Genster: Es dürfen keine Kliniken schließen, weil sie sich nicht rentieren. Schließlich fragt auch bei der Feuerwehr niemand, ob sich die Vorhaltekosten rechnen. Gesundheitsversorgung ist Daseinsvorsorge. Über die Krankenhausplanung muss politisch entschieden werden, nicht durch Markt und Wettbewerb. Gesundheit ist keine Ware.
epd: Das haben die Schöpfer der Diagnosis Related Groups (DRG), aber anders gesehen. Die Fallpauschalen sollten Rationalisierungen fördern ...
Genster: Die DRGs haben auch zu Tarifflucht beigetragen. Es wurde am Personal gespart. An der Anzahl, vor allem in der Pflege und bei der Bezahlung. Beim Finanzierungssystem über Fallpauschalen sehen wir grundsätzlichen Änderungsbedarf. Die Herausnahme der Pflegepersonalkosten aus den Fallpauschalen ist ein erster richtiger Schritt. Es müssen weitere folgen. Das DRG-System insgesamt sollte durch eine bedarfsgerechte Finanzierung ersetzt werden, um eine hochwertige Versorgung und gute Arbeitsbedingungen zu ermöglichen.
epd: Derzeit ist die Personaluntergrenze ausgesetzt, aber die Debatte läuft schon, ob man überhaupt wieder zur Vor-Corona-Regelung zurückkehren sollte?
Genster: Wir bewerten die Inkraftsetzung der Pflegepersonaluntergrenzen für die Bereiche Intensivmedizin und Geriatrie als einen ersten und überfälligen Schritt in die richtige Richtung. Doch sind Untergrenzen weit davon entfernt, eine bedarfsgerechte Versorgung zu ermöglichen. Sie sind das Minimum, mit dem eine akute Patientengefährdung ausgeschlossen werden soll. Die pauschale Aussetzung war der falsche Weg.
epd: Warum?
Genster: Die erfolgreiche Bekämpfung des Coronavirus erfordert mehr und nicht weniger Personal. Wir fordern daher die rasche Einführung einer bedarfsgerechten Personalbemessung. Mit der "PPR 2.0" liegt das geeignete Instrument vor, mit dem gute Pflege im Krankenhaus erreicht werden kann. Der Bundesgesundheitsminister steht in der Pflicht, das jetzt schnell per Gesetz auf den Weg zu bringen.
epd: Muss nicht viel mehr ausgebildet werden? Und auch viel mehr Zuwanderung von Pflegekräften erfolgen?

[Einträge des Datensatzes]
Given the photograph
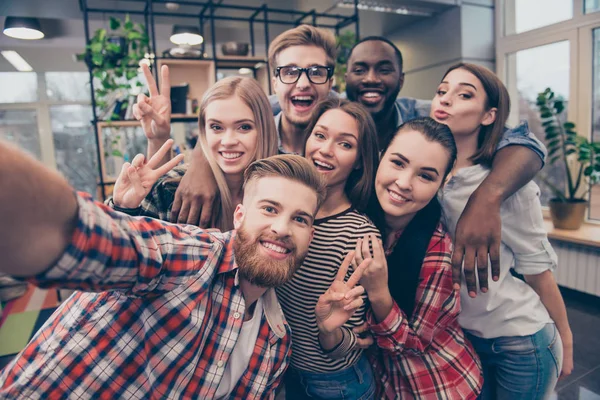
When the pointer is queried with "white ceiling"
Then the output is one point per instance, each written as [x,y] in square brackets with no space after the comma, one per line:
[62,21]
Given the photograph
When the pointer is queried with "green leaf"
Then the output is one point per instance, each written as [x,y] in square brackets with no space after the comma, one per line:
[115,23]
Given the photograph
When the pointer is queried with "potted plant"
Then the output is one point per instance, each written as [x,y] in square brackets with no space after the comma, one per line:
[581,160]
[113,56]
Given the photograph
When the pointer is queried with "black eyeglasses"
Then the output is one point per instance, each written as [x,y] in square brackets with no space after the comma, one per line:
[317,74]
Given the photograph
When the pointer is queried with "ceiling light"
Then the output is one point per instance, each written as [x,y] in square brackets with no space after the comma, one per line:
[23,28]
[386,7]
[186,35]
[17,61]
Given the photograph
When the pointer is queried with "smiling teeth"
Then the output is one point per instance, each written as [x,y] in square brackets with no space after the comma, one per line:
[302,98]
[397,196]
[322,164]
[231,156]
[274,247]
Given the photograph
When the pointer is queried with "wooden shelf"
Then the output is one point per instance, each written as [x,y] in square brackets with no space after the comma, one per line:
[587,235]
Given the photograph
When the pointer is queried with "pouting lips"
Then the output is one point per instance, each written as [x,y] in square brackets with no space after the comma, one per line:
[323,165]
[276,248]
[231,156]
[304,101]
[398,197]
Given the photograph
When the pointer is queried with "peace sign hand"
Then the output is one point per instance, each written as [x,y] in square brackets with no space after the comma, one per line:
[375,278]
[342,299]
[136,179]
[154,112]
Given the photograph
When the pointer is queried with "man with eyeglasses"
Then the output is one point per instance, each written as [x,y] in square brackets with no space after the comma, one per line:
[302,60]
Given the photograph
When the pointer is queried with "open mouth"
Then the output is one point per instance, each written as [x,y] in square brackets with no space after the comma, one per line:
[398,198]
[323,166]
[371,96]
[231,156]
[275,250]
[303,102]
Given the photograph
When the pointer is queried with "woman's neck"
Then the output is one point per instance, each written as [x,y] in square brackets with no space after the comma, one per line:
[235,183]
[466,146]
[335,202]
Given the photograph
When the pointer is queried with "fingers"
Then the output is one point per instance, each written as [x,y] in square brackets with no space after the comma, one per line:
[160,154]
[358,250]
[206,213]
[165,81]
[361,328]
[482,268]
[194,214]
[183,213]
[169,165]
[152,88]
[469,271]
[135,179]
[176,206]
[138,161]
[357,274]
[365,342]
[377,246]
[343,270]
[495,260]
[457,258]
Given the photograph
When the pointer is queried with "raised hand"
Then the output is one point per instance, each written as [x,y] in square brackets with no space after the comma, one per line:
[154,112]
[136,179]
[375,278]
[342,299]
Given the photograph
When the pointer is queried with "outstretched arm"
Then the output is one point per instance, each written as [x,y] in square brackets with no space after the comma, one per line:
[478,229]
[38,211]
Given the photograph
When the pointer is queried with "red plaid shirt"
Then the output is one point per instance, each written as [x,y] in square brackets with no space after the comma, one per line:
[428,356]
[163,326]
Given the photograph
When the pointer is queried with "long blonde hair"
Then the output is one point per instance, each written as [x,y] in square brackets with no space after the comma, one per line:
[250,92]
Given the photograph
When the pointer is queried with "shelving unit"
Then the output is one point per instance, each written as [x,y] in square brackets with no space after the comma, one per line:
[200,74]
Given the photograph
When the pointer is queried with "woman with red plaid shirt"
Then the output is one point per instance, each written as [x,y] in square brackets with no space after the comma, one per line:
[421,350]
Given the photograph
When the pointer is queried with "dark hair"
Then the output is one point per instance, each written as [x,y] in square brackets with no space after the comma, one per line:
[379,39]
[404,264]
[360,182]
[497,97]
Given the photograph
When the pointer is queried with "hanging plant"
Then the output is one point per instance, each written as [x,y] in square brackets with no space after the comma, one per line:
[113,56]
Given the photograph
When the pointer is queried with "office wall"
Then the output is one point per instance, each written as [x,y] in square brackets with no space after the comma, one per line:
[429,47]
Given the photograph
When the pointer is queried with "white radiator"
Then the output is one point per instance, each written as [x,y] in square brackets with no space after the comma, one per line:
[578,267]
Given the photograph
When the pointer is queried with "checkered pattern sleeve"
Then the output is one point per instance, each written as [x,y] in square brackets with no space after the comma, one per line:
[141,256]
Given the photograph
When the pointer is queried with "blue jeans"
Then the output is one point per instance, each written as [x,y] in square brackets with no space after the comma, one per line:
[520,367]
[356,383]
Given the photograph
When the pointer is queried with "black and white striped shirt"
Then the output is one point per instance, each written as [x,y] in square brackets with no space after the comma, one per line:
[334,237]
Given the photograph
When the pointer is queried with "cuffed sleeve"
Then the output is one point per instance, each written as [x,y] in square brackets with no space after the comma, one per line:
[522,136]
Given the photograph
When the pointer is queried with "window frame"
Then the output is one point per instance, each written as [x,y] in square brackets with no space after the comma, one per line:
[578,31]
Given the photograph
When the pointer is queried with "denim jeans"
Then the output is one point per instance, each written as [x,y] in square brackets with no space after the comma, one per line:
[356,383]
[520,367]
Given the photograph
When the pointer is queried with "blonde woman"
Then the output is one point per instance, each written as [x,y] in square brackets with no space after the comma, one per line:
[236,128]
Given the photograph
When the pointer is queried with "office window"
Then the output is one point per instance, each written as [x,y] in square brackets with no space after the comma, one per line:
[20,127]
[536,69]
[75,145]
[18,87]
[525,15]
[68,86]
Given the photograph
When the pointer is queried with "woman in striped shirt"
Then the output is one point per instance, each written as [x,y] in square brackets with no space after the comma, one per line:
[341,141]
[421,350]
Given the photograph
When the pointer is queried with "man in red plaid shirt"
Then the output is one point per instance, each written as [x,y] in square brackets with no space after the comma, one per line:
[169,311]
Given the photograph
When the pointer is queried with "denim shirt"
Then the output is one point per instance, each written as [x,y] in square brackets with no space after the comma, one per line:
[408,108]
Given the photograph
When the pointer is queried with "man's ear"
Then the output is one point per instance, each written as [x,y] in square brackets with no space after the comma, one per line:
[489,117]
[238,216]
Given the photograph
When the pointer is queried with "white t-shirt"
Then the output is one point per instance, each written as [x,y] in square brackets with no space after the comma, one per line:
[510,307]
[242,352]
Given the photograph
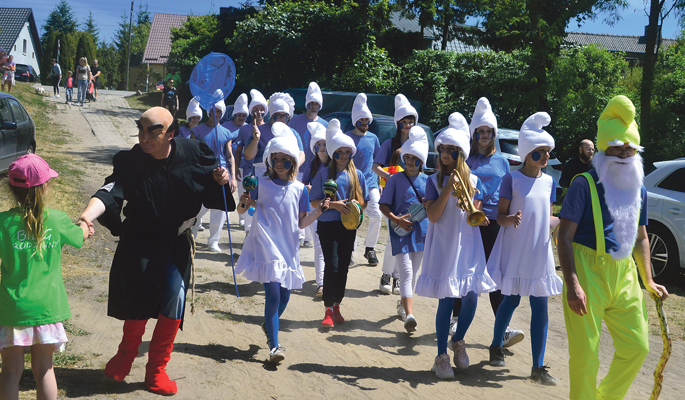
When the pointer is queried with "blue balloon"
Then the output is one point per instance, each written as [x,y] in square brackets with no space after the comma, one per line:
[212,79]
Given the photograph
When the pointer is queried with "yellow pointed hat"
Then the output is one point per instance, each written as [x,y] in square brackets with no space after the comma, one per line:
[616,126]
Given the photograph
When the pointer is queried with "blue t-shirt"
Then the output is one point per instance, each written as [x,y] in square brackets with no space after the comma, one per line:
[577,207]
[505,188]
[299,124]
[490,170]
[432,192]
[343,182]
[367,148]
[304,199]
[399,195]
[384,155]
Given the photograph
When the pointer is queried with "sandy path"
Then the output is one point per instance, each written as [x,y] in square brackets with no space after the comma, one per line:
[221,352]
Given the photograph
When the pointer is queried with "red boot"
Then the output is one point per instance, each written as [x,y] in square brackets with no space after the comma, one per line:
[161,345]
[120,365]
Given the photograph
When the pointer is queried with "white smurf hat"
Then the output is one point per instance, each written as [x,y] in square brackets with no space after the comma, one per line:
[335,139]
[317,132]
[532,136]
[314,95]
[403,108]
[457,134]
[257,98]
[483,116]
[416,144]
[284,141]
[281,102]
[240,105]
[360,109]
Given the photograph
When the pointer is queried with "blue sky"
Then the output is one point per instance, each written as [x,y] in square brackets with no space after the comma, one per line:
[107,15]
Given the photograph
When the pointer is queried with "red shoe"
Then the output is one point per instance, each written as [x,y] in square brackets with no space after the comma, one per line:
[161,345]
[120,365]
[327,319]
[337,317]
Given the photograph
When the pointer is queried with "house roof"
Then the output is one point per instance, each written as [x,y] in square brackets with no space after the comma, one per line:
[13,20]
[159,41]
[624,43]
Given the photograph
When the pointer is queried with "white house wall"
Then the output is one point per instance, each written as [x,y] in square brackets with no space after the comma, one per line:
[30,57]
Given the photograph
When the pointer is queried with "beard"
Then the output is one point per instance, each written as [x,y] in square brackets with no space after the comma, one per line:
[622,181]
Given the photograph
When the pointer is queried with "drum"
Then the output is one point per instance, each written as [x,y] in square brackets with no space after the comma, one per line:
[354,218]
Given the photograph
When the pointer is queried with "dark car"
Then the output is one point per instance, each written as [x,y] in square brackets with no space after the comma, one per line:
[25,73]
[384,127]
[17,130]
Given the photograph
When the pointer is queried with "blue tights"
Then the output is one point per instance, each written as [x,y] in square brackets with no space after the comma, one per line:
[444,314]
[539,322]
[277,298]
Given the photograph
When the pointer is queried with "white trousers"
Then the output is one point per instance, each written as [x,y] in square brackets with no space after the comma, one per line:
[409,265]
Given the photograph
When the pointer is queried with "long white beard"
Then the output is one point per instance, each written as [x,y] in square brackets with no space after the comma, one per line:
[622,180]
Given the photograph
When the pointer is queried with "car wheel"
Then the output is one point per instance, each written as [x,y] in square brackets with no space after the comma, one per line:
[663,251]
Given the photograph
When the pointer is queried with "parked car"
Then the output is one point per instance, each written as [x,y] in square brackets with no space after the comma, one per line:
[25,73]
[384,127]
[17,129]
[507,144]
[666,219]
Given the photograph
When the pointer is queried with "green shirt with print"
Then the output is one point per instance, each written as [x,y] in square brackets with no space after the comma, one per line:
[31,287]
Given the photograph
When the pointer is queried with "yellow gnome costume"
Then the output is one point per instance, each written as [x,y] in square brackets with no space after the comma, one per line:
[606,216]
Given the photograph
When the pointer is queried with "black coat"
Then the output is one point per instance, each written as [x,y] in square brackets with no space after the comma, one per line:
[160,195]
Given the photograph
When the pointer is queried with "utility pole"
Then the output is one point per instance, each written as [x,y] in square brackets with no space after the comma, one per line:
[128,58]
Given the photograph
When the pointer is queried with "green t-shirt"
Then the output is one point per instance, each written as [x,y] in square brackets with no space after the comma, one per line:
[31,288]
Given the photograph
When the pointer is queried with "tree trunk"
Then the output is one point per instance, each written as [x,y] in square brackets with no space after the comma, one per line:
[648,73]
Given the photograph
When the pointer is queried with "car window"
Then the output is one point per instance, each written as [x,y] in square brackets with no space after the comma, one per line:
[5,114]
[17,111]
[674,181]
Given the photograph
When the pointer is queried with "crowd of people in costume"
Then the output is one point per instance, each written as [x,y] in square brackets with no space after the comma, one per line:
[472,227]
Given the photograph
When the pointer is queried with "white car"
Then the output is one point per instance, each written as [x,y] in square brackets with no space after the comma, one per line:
[666,214]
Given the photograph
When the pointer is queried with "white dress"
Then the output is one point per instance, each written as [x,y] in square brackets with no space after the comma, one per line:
[522,261]
[271,252]
[453,256]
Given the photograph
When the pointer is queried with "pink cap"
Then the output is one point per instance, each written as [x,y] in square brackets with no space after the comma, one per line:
[29,171]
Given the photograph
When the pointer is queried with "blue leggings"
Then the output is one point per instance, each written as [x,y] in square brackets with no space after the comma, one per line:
[539,322]
[444,314]
[277,298]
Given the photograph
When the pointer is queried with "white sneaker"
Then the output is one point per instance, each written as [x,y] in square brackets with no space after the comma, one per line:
[512,336]
[461,359]
[442,367]
[453,326]
[410,323]
[400,310]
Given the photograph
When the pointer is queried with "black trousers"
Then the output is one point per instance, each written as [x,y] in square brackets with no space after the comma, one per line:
[337,244]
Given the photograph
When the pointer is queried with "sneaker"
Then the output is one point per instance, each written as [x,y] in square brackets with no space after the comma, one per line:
[370,256]
[385,287]
[410,323]
[442,367]
[453,326]
[540,375]
[396,285]
[327,319]
[461,359]
[276,355]
[400,310]
[337,317]
[496,356]
[512,336]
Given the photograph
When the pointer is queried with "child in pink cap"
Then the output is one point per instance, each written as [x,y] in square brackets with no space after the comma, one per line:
[33,301]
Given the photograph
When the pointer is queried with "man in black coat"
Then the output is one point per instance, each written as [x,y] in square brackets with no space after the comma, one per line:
[164,181]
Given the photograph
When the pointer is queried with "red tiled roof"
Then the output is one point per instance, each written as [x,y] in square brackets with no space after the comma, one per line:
[159,41]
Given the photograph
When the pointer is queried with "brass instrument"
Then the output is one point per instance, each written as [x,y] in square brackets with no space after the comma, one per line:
[475,217]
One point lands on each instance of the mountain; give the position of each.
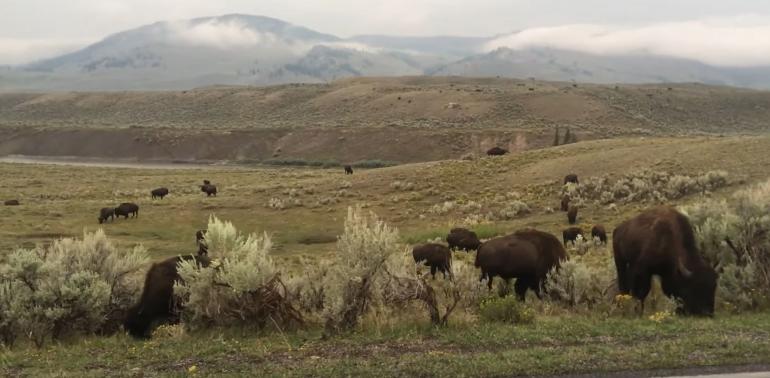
(241, 49)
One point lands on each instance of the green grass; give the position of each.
(551, 345)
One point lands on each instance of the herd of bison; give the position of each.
(659, 241)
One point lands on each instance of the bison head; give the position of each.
(697, 289)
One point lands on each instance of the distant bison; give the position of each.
(660, 241)
(496, 151)
(106, 213)
(571, 234)
(598, 232)
(209, 189)
(526, 255)
(157, 304)
(461, 238)
(572, 214)
(159, 193)
(125, 209)
(571, 178)
(436, 256)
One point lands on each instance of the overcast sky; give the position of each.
(33, 29)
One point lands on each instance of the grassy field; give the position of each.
(306, 215)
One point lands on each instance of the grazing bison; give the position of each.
(571, 234)
(159, 193)
(125, 209)
(598, 232)
(105, 213)
(461, 238)
(526, 255)
(210, 190)
(497, 151)
(572, 214)
(157, 303)
(436, 256)
(660, 241)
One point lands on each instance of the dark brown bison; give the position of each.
(526, 255)
(125, 209)
(209, 189)
(597, 231)
(106, 213)
(157, 304)
(497, 151)
(660, 241)
(571, 234)
(461, 238)
(436, 256)
(159, 193)
(572, 214)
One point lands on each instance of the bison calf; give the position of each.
(105, 213)
(598, 232)
(436, 256)
(461, 238)
(159, 193)
(572, 214)
(571, 234)
(125, 209)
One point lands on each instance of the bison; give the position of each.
(157, 304)
(436, 256)
(571, 178)
(105, 213)
(461, 238)
(661, 241)
(526, 255)
(159, 193)
(209, 189)
(572, 215)
(571, 234)
(125, 209)
(497, 151)
(598, 232)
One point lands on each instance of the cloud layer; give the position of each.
(738, 42)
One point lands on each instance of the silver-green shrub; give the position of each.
(241, 285)
(71, 286)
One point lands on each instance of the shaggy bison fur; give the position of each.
(436, 256)
(597, 231)
(496, 151)
(526, 255)
(127, 208)
(157, 304)
(572, 215)
(106, 213)
(571, 234)
(660, 241)
(159, 193)
(461, 238)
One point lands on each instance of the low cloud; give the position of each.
(736, 42)
(15, 51)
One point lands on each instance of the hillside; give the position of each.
(359, 119)
(238, 49)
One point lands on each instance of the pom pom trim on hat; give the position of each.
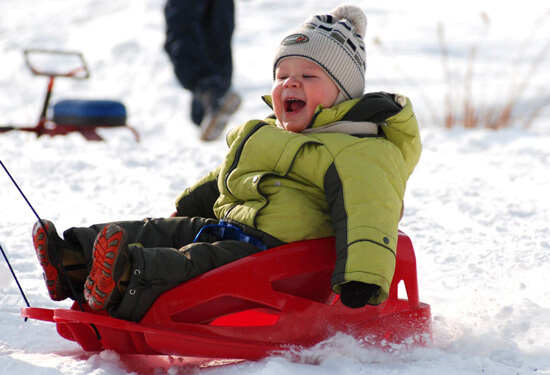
(354, 14)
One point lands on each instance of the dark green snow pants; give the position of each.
(164, 255)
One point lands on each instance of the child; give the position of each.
(331, 162)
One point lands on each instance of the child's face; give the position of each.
(300, 86)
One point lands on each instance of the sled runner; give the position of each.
(83, 116)
(254, 307)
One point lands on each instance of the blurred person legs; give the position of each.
(198, 42)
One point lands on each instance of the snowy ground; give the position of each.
(477, 207)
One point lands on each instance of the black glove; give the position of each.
(355, 294)
(374, 107)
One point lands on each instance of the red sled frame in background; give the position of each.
(70, 115)
(252, 308)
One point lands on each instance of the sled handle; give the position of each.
(79, 72)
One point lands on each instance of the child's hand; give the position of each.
(378, 106)
(355, 294)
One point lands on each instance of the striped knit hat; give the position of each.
(333, 41)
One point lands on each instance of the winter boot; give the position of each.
(110, 274)
(217, 113)
(63, 262)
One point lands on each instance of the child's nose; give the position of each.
(292, 82)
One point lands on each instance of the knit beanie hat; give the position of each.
(333, 41)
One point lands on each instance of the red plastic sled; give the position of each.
(254, 307)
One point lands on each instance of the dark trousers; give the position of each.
(163, 256)
(198, 42)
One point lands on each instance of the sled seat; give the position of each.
(259, 305)
(89, 113)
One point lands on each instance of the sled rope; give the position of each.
(46, 232)
(15, 277)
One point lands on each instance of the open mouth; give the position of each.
(294, 105)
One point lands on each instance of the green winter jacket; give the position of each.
(341, 177)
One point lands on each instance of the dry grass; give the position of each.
(470, 112)
(464, 105)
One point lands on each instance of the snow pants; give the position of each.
(163, 256)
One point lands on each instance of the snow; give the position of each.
(477, 206)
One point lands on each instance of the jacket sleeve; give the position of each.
(198, 200)
(364, 188)
(402, 130)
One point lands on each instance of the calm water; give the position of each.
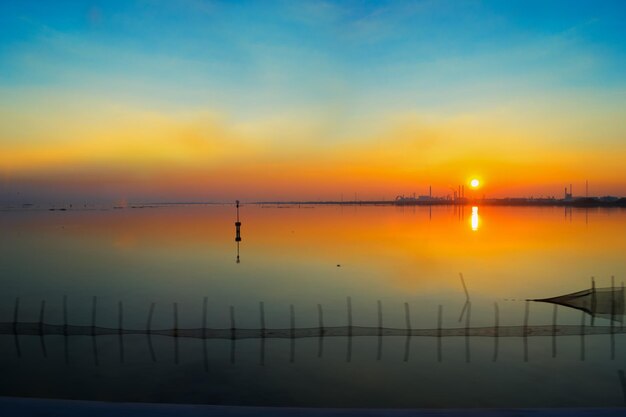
(304, 257)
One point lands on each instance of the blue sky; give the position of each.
(301, 73)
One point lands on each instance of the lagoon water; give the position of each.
(301, 257)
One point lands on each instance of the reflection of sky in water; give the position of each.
(307, 256)
(474, 218)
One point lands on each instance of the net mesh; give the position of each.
(600, 302)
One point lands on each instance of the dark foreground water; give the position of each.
(293, 259)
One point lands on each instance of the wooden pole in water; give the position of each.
(292, 322)
(407, 317)
(41, 315)
(554, 317)
(93, 315)
(593, 300)
(232, 322)
(149, 323)
(205, 302)
(320, 318)
(526, 314)
(262, 317)
(582, 336)
(349, 308)
(175, 305)
(120, 310)
(496, 330)
(439, 332)
(467, 326)
(65, 315)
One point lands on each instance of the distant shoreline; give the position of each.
(515, 202)
(500, 202)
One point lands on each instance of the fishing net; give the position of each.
(599, 302)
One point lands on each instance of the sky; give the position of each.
(279, 100)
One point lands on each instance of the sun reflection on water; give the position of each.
(474, 219)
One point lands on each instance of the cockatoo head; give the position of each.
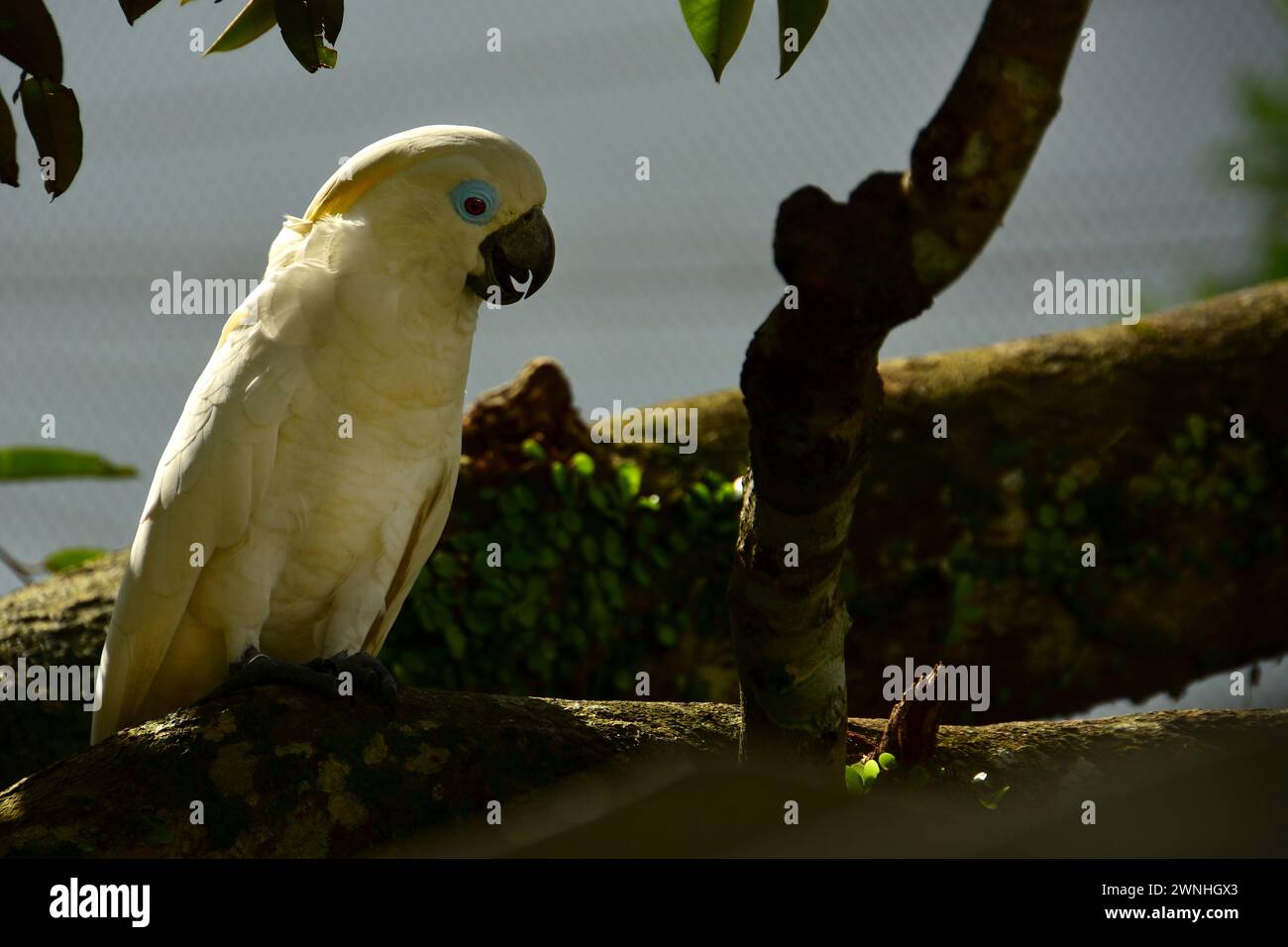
(450, 196)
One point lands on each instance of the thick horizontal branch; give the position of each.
(1106, 403)
(278, 772)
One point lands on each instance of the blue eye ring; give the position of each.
(476, 201)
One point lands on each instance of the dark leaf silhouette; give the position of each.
(53, 119)
(29, 38)
(133, 9)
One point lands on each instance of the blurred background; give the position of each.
(191, 162)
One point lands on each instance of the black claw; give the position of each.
(318, 676)
(369, 674)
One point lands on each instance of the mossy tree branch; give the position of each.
(810, 381)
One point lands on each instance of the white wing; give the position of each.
(210, 479)
(424, 536)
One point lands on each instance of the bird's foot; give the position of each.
(369, 674)
(321, 676)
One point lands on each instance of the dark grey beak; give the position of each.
(516, 260)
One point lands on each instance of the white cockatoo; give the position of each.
(312, 471)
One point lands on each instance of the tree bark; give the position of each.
(810, 381)
(283, 774)
(1157, 631)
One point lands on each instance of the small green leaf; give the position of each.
(53, 119)
(33, 463)
(802, 17)
(717, 27)
(1198, 429)
(853, 779)
(254, 20)
(455, 641)
(71, 558)
(629, 478)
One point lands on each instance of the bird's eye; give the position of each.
(476, 201)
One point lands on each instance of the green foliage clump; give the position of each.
(570, 579)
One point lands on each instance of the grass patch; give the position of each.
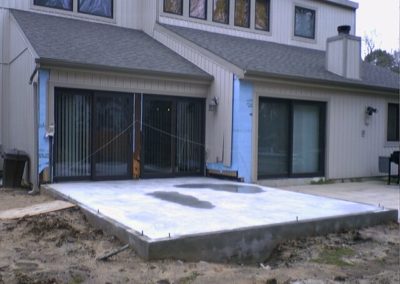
(334, 256)
(190, 278)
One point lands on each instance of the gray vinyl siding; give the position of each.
(92, 80)
(328, 18)
(127, 13)
(18, 104)
(219, 123)
(348, 153)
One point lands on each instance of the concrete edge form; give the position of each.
(244, 245)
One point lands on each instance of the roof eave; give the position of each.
(297, 79)
(49, 62)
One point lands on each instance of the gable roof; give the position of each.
(268, 59)
(61, 40)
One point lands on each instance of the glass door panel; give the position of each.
(72, 155)
(157, 136)
(189, 137)
(306, 146)
(112, 136)
(273, 138)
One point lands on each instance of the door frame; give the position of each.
(174, 99)
(92, 93)
(321, 138)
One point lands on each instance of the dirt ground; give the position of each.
(61, 247)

#### AUFGABE:
Welches Instrument bezeichnet Genster im Interview zur Krankenhausfinanzierung als geeignet, um gute Pflege im Krankenhaus zu erreichen?

#### LÖSUNG:
Die „PPR 2.0“.